(Zapisane pozycje ze zbioru)
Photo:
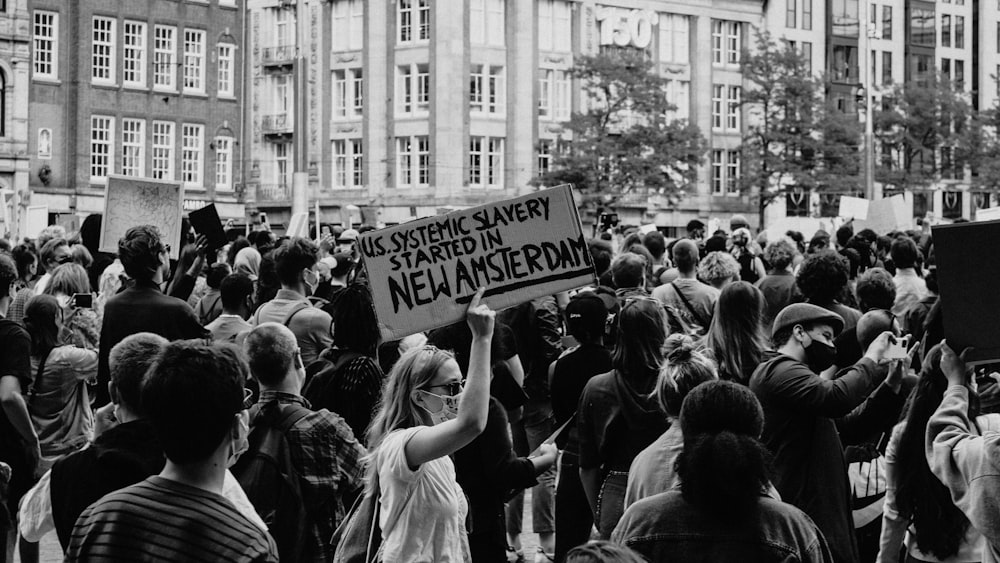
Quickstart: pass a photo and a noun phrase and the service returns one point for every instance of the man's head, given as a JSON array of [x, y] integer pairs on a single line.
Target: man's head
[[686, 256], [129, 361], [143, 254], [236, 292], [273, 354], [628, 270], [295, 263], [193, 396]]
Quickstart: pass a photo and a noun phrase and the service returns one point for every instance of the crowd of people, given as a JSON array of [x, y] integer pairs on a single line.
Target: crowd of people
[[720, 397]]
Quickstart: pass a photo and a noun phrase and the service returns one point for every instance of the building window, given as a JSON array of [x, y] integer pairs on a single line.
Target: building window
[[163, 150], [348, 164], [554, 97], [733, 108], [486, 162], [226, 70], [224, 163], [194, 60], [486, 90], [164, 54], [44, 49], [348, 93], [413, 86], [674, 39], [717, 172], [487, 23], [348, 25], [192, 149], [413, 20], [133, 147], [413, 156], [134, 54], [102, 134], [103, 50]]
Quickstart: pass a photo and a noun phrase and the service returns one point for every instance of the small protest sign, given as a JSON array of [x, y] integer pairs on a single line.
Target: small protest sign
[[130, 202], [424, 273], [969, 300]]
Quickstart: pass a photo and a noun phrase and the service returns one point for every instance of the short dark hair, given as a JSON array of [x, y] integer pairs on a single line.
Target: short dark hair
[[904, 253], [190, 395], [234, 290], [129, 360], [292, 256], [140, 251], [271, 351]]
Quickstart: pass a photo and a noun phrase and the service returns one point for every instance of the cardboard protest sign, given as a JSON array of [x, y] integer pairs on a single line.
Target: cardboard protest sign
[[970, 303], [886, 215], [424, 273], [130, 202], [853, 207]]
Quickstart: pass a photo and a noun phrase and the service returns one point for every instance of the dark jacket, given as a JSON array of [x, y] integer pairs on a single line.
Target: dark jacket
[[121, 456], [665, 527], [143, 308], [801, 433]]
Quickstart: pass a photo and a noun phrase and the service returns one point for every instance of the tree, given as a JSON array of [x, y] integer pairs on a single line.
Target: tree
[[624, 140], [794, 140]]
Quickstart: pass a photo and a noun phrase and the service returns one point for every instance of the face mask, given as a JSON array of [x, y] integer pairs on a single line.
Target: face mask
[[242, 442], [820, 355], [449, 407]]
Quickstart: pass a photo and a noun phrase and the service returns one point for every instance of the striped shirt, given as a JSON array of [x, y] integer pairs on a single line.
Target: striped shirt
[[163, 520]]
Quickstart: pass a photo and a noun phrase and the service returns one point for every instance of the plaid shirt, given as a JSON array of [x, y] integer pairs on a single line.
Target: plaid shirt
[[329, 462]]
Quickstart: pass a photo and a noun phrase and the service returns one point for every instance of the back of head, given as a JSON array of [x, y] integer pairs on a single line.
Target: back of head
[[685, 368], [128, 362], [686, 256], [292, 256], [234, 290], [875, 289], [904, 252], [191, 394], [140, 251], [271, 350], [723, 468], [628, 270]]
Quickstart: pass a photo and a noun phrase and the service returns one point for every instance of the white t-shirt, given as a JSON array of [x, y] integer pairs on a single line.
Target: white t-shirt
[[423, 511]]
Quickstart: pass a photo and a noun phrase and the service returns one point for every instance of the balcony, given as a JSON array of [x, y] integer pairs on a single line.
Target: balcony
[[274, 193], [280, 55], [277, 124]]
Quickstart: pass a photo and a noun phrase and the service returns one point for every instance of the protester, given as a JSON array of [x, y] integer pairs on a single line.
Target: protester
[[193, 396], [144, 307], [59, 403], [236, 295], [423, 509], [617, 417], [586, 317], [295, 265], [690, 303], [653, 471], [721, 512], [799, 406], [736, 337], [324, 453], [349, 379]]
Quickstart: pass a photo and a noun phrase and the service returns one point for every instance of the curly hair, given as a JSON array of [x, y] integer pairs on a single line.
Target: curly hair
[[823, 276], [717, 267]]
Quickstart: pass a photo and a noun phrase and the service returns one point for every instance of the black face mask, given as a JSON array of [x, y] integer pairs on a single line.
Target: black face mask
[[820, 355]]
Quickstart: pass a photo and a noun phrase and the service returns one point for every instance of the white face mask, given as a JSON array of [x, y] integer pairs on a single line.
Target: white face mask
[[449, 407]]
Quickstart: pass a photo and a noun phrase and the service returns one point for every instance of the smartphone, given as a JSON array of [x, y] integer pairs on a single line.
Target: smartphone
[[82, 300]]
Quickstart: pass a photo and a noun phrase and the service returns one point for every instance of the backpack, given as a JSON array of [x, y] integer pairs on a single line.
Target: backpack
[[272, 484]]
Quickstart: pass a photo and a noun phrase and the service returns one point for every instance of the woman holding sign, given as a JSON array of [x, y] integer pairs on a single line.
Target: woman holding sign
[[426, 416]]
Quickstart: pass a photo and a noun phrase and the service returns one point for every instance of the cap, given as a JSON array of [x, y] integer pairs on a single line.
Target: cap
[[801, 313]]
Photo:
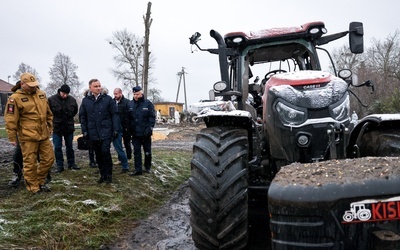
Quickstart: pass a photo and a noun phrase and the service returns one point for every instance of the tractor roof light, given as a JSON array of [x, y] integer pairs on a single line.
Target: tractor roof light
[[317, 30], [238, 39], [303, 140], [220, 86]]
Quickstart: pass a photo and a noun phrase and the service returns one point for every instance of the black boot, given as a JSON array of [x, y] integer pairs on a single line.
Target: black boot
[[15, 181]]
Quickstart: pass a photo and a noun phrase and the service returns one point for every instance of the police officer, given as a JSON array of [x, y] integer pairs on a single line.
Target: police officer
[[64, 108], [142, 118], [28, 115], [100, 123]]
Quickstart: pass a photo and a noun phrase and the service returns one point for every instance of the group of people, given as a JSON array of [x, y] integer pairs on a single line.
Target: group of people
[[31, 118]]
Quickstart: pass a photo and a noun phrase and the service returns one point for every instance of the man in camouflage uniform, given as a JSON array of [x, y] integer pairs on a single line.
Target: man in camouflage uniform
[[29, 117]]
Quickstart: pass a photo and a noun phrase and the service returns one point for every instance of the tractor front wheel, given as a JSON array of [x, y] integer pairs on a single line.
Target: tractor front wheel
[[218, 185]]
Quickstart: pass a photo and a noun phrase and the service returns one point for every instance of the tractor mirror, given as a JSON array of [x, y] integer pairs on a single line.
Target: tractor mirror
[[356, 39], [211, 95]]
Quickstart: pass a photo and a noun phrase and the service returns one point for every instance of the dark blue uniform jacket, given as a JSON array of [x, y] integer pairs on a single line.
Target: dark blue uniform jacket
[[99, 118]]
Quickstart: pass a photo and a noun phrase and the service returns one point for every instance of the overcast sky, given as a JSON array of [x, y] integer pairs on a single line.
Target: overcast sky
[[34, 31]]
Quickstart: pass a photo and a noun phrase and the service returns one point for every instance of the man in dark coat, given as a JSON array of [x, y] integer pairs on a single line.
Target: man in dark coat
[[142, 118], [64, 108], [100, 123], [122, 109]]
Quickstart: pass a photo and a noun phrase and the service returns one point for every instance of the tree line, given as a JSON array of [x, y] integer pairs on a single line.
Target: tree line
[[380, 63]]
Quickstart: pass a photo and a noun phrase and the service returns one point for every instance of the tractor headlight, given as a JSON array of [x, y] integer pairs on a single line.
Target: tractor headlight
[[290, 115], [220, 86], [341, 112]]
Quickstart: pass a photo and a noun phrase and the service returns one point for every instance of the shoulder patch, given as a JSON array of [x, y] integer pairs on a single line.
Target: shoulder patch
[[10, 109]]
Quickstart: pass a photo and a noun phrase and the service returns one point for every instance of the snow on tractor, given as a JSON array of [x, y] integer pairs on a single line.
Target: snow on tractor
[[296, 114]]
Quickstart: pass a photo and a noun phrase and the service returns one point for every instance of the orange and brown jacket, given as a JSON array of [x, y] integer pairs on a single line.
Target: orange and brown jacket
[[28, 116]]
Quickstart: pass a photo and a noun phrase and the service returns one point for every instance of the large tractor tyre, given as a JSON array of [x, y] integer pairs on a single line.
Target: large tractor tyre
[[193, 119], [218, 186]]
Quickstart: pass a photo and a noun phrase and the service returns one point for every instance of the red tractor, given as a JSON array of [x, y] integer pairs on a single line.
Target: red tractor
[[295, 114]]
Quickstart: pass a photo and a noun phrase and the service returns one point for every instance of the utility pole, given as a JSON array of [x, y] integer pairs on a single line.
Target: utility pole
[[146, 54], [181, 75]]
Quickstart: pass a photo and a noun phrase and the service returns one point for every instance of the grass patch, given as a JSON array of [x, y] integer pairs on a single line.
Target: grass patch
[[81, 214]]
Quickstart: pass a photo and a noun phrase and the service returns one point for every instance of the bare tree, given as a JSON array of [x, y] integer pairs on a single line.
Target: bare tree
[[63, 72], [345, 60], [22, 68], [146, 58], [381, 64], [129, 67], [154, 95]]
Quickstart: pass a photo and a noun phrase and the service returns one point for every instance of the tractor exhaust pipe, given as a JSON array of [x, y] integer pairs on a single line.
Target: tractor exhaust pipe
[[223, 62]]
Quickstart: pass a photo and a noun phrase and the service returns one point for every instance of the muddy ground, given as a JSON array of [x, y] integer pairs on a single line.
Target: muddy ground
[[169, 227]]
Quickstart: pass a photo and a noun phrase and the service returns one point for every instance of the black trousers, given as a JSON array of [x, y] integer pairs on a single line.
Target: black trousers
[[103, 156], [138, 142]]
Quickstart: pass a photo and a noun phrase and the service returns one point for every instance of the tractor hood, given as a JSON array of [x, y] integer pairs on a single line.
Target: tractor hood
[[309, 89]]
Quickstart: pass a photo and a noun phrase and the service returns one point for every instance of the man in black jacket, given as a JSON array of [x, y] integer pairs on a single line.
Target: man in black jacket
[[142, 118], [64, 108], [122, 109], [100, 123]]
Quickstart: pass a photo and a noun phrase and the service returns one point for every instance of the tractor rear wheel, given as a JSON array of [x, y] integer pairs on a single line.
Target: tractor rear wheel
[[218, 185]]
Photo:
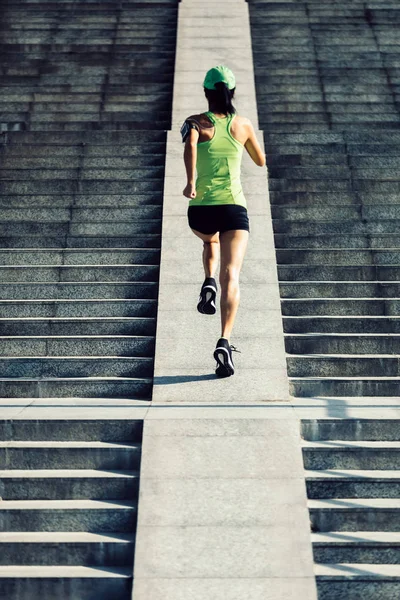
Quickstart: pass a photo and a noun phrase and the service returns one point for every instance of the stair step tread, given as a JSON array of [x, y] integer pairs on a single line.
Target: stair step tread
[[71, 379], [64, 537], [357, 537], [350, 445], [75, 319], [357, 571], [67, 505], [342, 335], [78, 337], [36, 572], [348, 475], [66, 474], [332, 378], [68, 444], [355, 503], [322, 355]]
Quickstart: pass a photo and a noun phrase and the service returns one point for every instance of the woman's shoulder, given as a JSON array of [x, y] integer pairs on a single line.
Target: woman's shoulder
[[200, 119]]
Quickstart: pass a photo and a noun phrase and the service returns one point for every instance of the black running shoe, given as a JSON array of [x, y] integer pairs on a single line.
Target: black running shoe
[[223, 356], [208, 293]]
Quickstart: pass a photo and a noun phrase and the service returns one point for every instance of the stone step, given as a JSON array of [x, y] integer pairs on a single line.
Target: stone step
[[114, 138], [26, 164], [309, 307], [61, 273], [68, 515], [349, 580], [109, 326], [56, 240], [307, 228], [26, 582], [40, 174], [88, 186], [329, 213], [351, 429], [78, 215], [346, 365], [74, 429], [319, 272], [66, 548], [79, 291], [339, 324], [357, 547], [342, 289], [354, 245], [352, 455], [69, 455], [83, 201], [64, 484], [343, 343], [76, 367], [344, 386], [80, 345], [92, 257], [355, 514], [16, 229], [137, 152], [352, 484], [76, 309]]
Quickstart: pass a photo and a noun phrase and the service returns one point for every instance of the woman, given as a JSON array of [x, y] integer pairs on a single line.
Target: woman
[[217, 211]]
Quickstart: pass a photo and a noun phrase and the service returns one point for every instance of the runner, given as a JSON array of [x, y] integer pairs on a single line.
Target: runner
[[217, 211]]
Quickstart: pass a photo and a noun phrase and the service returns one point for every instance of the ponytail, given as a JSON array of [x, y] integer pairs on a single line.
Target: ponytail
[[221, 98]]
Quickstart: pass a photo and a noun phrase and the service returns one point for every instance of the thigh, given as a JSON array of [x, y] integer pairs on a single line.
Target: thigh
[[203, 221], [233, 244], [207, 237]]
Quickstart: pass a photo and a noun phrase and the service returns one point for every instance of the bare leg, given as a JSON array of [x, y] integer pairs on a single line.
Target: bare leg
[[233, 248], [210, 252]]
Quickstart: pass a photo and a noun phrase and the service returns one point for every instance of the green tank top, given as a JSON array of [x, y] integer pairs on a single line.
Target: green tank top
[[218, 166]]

◆ TREŚĆ ZADANIA: Przepisz bez żadnych zmian wiersze od wiersza zawierającego „of the green” aż do końca rekordów, łącznie z pierwszym i ostatnim z nich.

◆ ROZWIĄZANIE ZADANIA:
Quickstart: pass a photo and a noun phrase and the service returns one point for every instance of the green tank top, given as a JSON array of [x, y] integer pairs on a single line.
Target: green tank top
[[218, 166]]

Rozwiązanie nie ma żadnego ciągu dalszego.